Brown, who also serves as a Hancock County commissioner, said the condition of the roads was an economic issue, noting that his fleet of vehicles had sustained damage from traveling on roads in such poor condition. That’s an added expense for his and other businesses.
Harold Hatch, a selectman in Penobscot who also works maintaining the fleet of trucks for EBS, echoed that. He said the trucks that travel on Route 15 have seen a lot of damage and wear and tear, more than other EBS trucks that don’t travel that road.
The damage is not confined to commercial vehicles. Stonington Selectman Donna Brewer said that two of the health care workers that provide services on the island had to replace vehicles because of damage caused by the road.
Donald Jones reported that he had made $900 in repairs to an $1,800 trailer this year to fix the damage caused by the road conditions.
“There’s no damn need of it,” he said. “The state ought to be ashamed of themselves.”

» **Work order 1**
From the passage on road damage to vehicles, pull out everything from "Brown, who also" down to "the road conditions.".
» **Work order 2**
In the passage on road damage to vehicles, how much did Donald Jones spend on repairs to his trailer this year?
» **Work order 3**
Pick up the passage on road damage to vehicles after its last sentence and keep writing it.

» **Given data**
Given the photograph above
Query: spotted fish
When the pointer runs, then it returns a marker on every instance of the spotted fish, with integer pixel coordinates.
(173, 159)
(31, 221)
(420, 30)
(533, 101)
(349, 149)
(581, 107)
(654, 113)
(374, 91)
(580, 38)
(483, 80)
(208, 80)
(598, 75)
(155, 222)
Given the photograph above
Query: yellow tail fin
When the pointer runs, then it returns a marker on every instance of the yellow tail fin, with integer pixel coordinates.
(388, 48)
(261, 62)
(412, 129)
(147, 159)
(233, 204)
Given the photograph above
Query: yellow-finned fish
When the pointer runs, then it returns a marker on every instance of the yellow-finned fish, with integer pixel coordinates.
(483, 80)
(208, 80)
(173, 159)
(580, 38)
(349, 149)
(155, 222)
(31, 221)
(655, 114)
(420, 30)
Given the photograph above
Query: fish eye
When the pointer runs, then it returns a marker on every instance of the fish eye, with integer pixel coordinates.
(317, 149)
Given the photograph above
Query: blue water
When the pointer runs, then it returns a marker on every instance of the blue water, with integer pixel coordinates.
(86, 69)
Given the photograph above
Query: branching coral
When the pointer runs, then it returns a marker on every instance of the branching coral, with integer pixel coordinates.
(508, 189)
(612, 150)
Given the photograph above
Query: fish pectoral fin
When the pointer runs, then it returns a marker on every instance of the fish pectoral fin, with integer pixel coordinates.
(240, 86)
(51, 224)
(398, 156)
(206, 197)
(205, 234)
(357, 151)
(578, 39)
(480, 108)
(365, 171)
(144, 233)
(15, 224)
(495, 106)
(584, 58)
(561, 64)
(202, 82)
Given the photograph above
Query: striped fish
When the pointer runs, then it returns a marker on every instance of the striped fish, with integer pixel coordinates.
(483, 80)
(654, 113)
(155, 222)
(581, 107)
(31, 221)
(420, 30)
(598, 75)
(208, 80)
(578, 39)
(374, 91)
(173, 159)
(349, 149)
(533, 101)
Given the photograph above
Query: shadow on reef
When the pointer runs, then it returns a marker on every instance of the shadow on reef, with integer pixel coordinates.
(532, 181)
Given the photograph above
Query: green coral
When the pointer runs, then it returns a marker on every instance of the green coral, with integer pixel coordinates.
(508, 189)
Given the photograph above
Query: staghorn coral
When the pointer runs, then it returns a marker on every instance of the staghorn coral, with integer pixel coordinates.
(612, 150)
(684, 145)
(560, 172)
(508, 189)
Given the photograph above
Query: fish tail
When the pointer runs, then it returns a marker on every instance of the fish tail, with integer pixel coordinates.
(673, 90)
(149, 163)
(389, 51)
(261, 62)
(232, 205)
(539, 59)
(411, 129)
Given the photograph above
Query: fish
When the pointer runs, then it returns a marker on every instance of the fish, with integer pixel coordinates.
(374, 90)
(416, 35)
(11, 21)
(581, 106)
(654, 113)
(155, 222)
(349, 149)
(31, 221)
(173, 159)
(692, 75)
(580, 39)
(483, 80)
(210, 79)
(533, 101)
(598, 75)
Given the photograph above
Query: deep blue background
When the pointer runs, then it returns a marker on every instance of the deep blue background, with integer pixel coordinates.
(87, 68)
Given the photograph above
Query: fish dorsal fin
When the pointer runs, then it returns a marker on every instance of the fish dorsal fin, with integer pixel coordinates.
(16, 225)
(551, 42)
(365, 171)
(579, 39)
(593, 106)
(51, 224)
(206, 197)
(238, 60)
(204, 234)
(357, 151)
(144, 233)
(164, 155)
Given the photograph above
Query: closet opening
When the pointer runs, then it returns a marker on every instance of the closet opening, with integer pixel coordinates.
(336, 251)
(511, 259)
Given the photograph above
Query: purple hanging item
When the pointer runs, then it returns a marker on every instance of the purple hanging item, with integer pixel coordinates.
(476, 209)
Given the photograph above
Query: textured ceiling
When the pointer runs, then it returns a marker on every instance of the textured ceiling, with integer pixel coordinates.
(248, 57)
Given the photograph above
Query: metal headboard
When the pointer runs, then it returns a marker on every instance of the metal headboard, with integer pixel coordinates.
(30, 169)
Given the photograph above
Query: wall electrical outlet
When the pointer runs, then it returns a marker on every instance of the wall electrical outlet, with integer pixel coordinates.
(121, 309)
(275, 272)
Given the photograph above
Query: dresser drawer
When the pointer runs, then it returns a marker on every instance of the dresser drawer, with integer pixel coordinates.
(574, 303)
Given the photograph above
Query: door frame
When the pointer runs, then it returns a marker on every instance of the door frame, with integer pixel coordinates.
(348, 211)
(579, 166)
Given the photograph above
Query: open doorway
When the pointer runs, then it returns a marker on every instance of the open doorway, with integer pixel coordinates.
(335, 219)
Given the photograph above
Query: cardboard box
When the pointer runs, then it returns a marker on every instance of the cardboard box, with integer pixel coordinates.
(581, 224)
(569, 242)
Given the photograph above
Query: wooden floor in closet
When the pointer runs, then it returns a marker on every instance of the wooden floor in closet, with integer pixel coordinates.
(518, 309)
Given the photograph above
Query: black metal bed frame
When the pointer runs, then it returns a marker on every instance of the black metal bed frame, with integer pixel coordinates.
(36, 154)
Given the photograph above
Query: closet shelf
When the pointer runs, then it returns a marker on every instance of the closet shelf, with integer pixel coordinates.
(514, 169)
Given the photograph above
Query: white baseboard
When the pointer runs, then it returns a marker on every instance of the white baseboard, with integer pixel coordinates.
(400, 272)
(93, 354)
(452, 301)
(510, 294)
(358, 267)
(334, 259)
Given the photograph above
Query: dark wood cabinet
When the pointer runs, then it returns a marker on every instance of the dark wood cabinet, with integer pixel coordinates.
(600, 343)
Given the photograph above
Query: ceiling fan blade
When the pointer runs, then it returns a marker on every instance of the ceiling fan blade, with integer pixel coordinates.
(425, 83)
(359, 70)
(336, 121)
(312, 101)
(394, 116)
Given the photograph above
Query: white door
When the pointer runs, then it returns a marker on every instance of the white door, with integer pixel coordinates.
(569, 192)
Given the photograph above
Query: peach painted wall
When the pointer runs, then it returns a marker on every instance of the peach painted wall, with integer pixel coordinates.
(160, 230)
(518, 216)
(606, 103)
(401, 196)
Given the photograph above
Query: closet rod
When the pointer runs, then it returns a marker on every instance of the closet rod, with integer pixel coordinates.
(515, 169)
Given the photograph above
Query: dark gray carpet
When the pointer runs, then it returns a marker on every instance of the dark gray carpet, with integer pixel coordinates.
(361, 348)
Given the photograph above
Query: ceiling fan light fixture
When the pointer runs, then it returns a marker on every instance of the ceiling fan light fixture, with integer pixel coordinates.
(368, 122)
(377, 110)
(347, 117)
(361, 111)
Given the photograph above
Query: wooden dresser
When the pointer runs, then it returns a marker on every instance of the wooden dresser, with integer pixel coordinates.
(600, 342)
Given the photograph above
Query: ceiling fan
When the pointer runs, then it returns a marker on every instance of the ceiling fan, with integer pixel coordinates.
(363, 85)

» **Answer 1**
Brown, who also serves as a Hancock County commissioner, said the condition of the roads was an economic issue, noting that his fleet of vehicles had sustained damage from traveling on roads in such poor condition. That’s an added expense for his and other businesses.
Harold Hatch, a selectman in Penobscot who also works maintaining the fleet of trucks for EBS, echoed that. He said the trucks that travel on Route 15 have seen a lot of damage and wear and tear, more than other EBS trucks that don’t travel that road.
The damage is not confined to commercial vehicles. Stonington Selectman Donna Brewer said that two of the health care workers that provide services on the island had to replace vehicles because of damage caused by the road.
Donald Jones reported that he had made $900 in repairs to an $1,800 trailer this year to fix the damage caused by the road conditions.

» **Answer 2**
$900

» **Answer 3**
The physical and emotional toll
Others expressed concerns about the negative impact the road conditions had on the people of the region. Walt Reed, the assistant chief for Memorial Ambulance Corps, based in Deer Isle, said their job is to transport patients safely and in a timely manner.
“These roads make it extremely difficult for us,” he said.
Many of their patients suffer from head, neck or spinal injuries received in accidents, he said, and smooth transportation is paramount; delivering that service in a timely manner is often critical, he added.
“The roads delay our response time and the time it takes to get people to the hospital,” he said. “And that can make a really big difference. We can’t wait until 2027 or 2022 or even 2015 for a resolution to this critical issue.”
And Marcia Kola said driving on Route 15 has been an emotionally negative experience.
“We drive that road and we get angry every day, and we get frustrated every day and we bring all that energy to our school, our jobs, our families and our homes,” she said. “And this went on for months and months. That’s not good for the population of the island.”
Some rebuild already in the works for Route 15
Scott Rollins, an assistant director of the MDOT bureau of planning, said the department schedules repairs through a three-year work plan that is updated and revised each year in response to concerns and conditions. He noted that, in response to concerns on Route 15, MDOT has included a 7.4-mile section on Route 15 from Orland to Blue Hill in the work plan in an effort to correct problems on that section of road.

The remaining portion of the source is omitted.